▶ **Instructions to follow**:
Put every entry in the listing below into a two-column CSV with the headers "request" and "answer", one row per entry. Enclose each field in double quotes and replace any line breaks inside a field with spaces.

▶ **Exercise input**:
◆ ◆ ◆ ◆ ◆

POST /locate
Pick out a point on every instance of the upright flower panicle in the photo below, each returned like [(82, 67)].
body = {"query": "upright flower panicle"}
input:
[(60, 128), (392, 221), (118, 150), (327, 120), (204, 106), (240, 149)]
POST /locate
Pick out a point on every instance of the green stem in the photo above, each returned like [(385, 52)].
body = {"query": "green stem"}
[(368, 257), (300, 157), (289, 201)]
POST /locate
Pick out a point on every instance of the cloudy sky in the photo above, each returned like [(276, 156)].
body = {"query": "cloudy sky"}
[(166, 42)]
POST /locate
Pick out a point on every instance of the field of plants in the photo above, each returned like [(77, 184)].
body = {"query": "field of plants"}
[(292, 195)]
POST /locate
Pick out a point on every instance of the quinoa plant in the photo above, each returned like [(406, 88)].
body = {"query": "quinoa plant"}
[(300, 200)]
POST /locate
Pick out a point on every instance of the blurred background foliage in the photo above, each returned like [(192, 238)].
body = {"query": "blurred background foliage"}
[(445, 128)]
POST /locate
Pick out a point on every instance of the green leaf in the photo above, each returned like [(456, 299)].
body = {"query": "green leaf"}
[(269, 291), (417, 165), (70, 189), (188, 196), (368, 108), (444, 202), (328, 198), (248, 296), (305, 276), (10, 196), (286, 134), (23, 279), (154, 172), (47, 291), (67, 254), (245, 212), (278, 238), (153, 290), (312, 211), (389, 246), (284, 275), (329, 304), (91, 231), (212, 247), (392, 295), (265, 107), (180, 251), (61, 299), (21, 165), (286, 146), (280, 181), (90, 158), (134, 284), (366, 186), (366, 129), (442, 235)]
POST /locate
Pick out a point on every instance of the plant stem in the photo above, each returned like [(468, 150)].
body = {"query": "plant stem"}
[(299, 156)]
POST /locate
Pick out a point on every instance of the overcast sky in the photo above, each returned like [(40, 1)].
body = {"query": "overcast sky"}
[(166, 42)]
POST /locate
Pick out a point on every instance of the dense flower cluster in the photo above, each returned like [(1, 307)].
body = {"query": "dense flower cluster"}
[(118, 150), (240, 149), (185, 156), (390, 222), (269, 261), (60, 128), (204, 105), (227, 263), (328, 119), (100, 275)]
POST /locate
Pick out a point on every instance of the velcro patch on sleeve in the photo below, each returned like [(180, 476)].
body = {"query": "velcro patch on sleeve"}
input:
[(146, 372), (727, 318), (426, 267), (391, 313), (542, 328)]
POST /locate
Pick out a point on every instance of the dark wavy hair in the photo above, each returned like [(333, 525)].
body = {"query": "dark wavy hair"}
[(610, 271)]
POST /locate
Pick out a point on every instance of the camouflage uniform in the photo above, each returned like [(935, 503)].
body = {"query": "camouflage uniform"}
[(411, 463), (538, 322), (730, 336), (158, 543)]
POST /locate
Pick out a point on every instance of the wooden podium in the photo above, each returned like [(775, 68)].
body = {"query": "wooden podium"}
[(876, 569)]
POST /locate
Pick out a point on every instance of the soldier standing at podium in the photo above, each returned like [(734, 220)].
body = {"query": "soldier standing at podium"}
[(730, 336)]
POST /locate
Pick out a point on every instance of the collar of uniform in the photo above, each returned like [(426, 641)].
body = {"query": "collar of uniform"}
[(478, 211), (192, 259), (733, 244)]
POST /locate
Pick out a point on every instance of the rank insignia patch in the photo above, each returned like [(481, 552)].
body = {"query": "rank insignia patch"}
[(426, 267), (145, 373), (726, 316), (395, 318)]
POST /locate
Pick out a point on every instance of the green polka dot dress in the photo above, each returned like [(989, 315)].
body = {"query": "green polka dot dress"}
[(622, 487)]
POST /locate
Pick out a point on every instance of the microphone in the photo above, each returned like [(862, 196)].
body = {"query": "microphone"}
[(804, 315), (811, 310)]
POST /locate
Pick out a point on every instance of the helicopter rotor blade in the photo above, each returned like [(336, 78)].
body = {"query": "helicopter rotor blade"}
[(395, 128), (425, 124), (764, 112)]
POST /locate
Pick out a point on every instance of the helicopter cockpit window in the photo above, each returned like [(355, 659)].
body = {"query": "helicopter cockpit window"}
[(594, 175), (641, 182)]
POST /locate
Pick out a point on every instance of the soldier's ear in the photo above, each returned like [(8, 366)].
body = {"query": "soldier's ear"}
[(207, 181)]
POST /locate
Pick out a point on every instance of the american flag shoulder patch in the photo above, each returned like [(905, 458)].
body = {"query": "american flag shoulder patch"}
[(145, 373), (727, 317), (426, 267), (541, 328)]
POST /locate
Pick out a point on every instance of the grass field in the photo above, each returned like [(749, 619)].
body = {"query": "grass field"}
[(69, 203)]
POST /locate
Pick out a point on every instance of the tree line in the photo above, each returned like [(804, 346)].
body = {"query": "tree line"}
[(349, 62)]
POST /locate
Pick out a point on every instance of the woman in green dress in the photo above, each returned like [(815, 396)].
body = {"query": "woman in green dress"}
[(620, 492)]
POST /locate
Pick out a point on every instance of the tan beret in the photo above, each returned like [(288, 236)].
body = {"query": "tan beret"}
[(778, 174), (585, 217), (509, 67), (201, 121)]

◆ ◆ ◆ ◆ ◆

▶ **Written answer**:
request,answer
"POST /locate Pick out a point on every instance of the upright flower panicle in the photo below, each returned like [(82, 67)]. body = {""query"": ""upright flower panicle""} input:","[(60, 128), (392, 221), (118, 150), (327, 120), (204, 106), (240, 149)]"
"POST /locate Pick out a point on every instance of the green stem in the photo above, each returned like [(385, 52)]. body = {""query"": ""green stem""}","[(368, 257), (300, 157), (289, 201)]"
"POST /locate Pick out a point on every instance of the cloudy sky in the photo above, each returned like [(276, 156)]. body = {""query"": ""cloudy sky""}","[(166, 42)]"
"POST /locate Pick out a point on every instance of the field of plants in the photo above, each returned like [(77, 184)]. body = {""query"": ""field of plants""}","[(292, 195)]"
"POST /locate Pick out a point on every instance of the quinoa plant in the photo above, each returned like [(406, 88)]. body = {""query"": ""quinoa plant""}","[(300, 200)]"
"POST /locate Pick out a point on every instance of the blurred background foliage in the photo above, each returned like [(192, 238)]. body = {""query"": ""blurred background foliage""}","[(445, 128)]"
"POST /locate Pick out a point on every instance of the green leaf in the photo above, each returned like [(456, 299)]. body = {""query"": ""green leaf""}","[(269, 291), (417, 165), (70, 189), (188, 196), (368, 108), (444, 202), (328, 198), (248, 296), (305, 276), (10, 196), (286, 134), (23, 279), (154, 172), (47, 291), (67, 254), (245, 212), (278, 238), (153, 290), (312, 211), (389, 246), (284, 275), (329, 304), (91, 231), (212, 247), (392, 295), (265, 107), (180, 251), (61, 299), (21, 165), (286, 146), (280, 181), (90, 158), (134, 284), (366, 186), (366, 129), (442, 235)]"
"POST /locate Pick out a point on every instance of the plant stem in the photo above, each returned like [(468, 150)]. body = {""query"": ""plant stem""}","[(299, 156)]"
"POST /locate Pick out a point on every instance of the overcast sky in the photo above, each returned like [(40, 1)]. body = {""query"": ""overcast sky""}","[(166, 42)]"
"POST /locate Pick out a point on every instance of the dense flower cluster in the photo above, each returned like [(1, 307)]. body = {""query"": ""dense flower cluster""}","[(118, 150), (240, 149), (185, 156), (390, 222), (269, 261), (60, 128), (204, 105), (227, 263), (328, 119), (100, 275)]"
"POST /locate Pick out a point on every instance of the velcro patch on sleeve in the photo below, each returned like [(180, 476)]. body = {""query"": ""velcro patch on sleeve""} input:","[(146, 372), (727, 318), (426, 267), (391, 313), (542, 328)]"
"POST /locate Pick out a point on every instance of the dark wavy hair in the photo above, each returned like [(333, 525)]. body = {""query"": ""dark wavy hair""}","[(610, 271)]"
"POST /locate Pick out a point on every instance of the camouflage uniform in the photo above, each returned like [(935, 503)]. body = {""query"": ""camouflage uniform""}","[(411, 463), (538, 322), (730, 336), (158, 543)]"
"POST /locate Pick out a point on every instance of the wooden podium in the photo above, each returned like [(775, 68)]. body = {""query"": ""wooden podium""}","[(876, 569)]"
"POST /locate Pick out a point on every instance of the soldier standing at podium in the photo above, each returned like [(734, 220)]. body = {""query"": ""soldier standing at podium""}","[(730, 336)]"
"POST /locate Pick out a point on every instance of the collar of uniform in the photo above, each returned like [(426, 641)]. body = {""query"": ""collar of uniform""}","[(478, 211), (192, 259), (733, 244)]"
"POST /locate Pick out a point on every instance of the rank insignia patch in the photo above, each returned like [(481, 552)]. body = {""query"": ""rank insignia patch""}","[(426, 267), (145, 373), (726, 316), (395, 318)]"
"POST /locate Pick out a point on every instance of the green polka dot dress in the photo above, each returned like [(989, 315)]. body = {""query"": ""green polka dot dress""}","[(622, 487)]"
"POST /locate Pick out a point on every instance of the microphone in the photo above, each returned like [(862, 196)]. body = {""query"": ""microphone""}","[(804, 315), (811, 310)]"
"POST /locate Pick out a point on every instance of the helicopter rotor blade in the photo above, each returned like [(336, 78)]. body = {""query"": ""helicopter rotor blade""}","[(395, 128), (425, 124), (764, 112)]"
"POST /locate Pick out a point on every instance of the helicopter cockpit window in the photo above, each returned like [(355, 659)]. body = {""query"": ""helicopter cockpit window""}","[(594, 175), (641, 182)]"
"POST /locate Pick out a point on every instance of the soldier's ear in the photo above, each returned like [(8, 366)]. body = {""query"": ""soldier's ear""}","[(207, 181)]"
"POST /locate Pick out a point on every instance of the american flag shoulder patch in the photo above, each returned like [(905, 458)]. body = {""query"": ""american flag shoulder patch""}","[(145, 373), (727, 317), (426, 267), (541, 328)]"
"POST /locate Pick out a point on every instance of the grass field in the photo above, each returned like [(749, 619)]. body = {""query"": ""grass field""}","[(69, 203)]"
"POST /locate Pick out a point on every instance of the tree line in the photo above, each returned like [(804, 346)]. body = {""query"": ""tree line""}","[(349, 62)]"
"POST /locate Pick out a point on every instance of the woman in green dress in the photo above, each returned like [(815, 396)]. body = {""query"": ""woman in green dress""}","[(620, 492)]"
"POST /locate Pick out a point on every instance of the tan beret in the photo above, each returned like [(288, 236)]. body = {""query"": ""tan beret""}","[(778, 174), (585, 217), (509, 67), (201, 121)]"